**Requirements**. Each entry in the listing below should be restated word for word.

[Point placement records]

________

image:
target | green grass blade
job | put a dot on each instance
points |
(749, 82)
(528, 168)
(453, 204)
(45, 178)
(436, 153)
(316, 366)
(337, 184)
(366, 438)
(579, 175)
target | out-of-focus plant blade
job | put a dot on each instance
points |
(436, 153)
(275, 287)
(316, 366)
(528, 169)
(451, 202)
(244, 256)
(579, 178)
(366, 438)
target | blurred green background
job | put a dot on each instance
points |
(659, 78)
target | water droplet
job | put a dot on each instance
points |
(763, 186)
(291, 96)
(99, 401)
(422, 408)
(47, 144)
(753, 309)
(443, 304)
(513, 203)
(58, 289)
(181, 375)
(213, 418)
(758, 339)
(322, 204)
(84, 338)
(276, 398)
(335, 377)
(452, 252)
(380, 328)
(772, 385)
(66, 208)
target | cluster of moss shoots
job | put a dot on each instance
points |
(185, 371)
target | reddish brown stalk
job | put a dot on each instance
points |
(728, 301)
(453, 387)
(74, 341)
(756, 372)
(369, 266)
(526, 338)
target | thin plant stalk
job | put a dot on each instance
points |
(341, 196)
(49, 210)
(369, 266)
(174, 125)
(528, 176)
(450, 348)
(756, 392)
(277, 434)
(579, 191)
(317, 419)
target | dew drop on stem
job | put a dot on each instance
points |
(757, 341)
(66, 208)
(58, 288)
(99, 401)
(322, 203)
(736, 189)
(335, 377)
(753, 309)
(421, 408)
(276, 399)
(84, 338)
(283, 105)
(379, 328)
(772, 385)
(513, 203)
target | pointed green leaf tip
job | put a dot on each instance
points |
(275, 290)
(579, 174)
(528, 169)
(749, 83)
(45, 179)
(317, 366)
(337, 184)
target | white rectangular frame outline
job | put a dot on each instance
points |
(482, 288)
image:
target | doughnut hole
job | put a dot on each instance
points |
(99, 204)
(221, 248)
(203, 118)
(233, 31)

________

**Solution to this task**.
image:
target | green grass blade
job | put a dot on each instance
points |
(749, 82)
(528, 168)
(453, 204)
(45, 178)
(436, 153)
(316, 366)
(337, 184)
(366, 438)
(579, 175)
target | out-of-focus plant blade
job | put a dot on each instance
points |
(436, 153)
(275, 287)
(316, 366)
(528, 169)
(451, 202)
(244, 256)
(579, 178)
(366, 438)
target | blurred green background
job | put a dot on each instance
points |
(659, 78)
target | water droplet
job | put a dot on each instance
points |
(763, 186)
(291, 96)
(99, 401)
(422, 408)
(47, 144)
(753, 309)
(443, 304)
(513, 203)
(58, 289)
(181, 375)
(213, 418)
(758, 339)
(322, 204)
(84, 338)
(276, 398)
(335, 377)
(452, 252)
(380, 328)
(772, 385)
(66, 208)
target | cluster of moss shoots
job | put a dot on each instance
points |
(185, 371)
target | reddish brown stalk
job | put a dot on each instance
points |
(728, 301)
(453, 387)
(74, 341)
(756, 372)
(369, 266)
(526, 338)
target | thin plant stalk
job | put a dot on each instance
points |
(341, 196)
(49, 210)
(369, 266)
(174, 125)
(528, 176)
(450, 348)
(756, 392)
(277, 434)
(579, 191)
(317, 419)
target | dew drop on stem
job | put a dot on each instance
points |
(757, 341)
(66, 208)
(58, 288)
(99, 401)
(322, 203)
(736, 189)
(335, 377)
(753, 309)
(421, 408)
(276, 399)
(84, 338)
(283, 105)
(379, 328)
(772, 385)
(513, 203)
target | pointed green leaf tip
job | put a dot on each instance
points |
(275, 290)
(579, 174)
(528, 169)
(749, 83)
(45, 179)
(317, 366)
(337, 184)
target | white rectangular frame outline
job | put a dot on each instance
points |
(482, 288)
image:
target | doughnut hole
job | put a dot on each instance
points |
(99, 204)
(221, 248)
(203, 118)
(233, 31)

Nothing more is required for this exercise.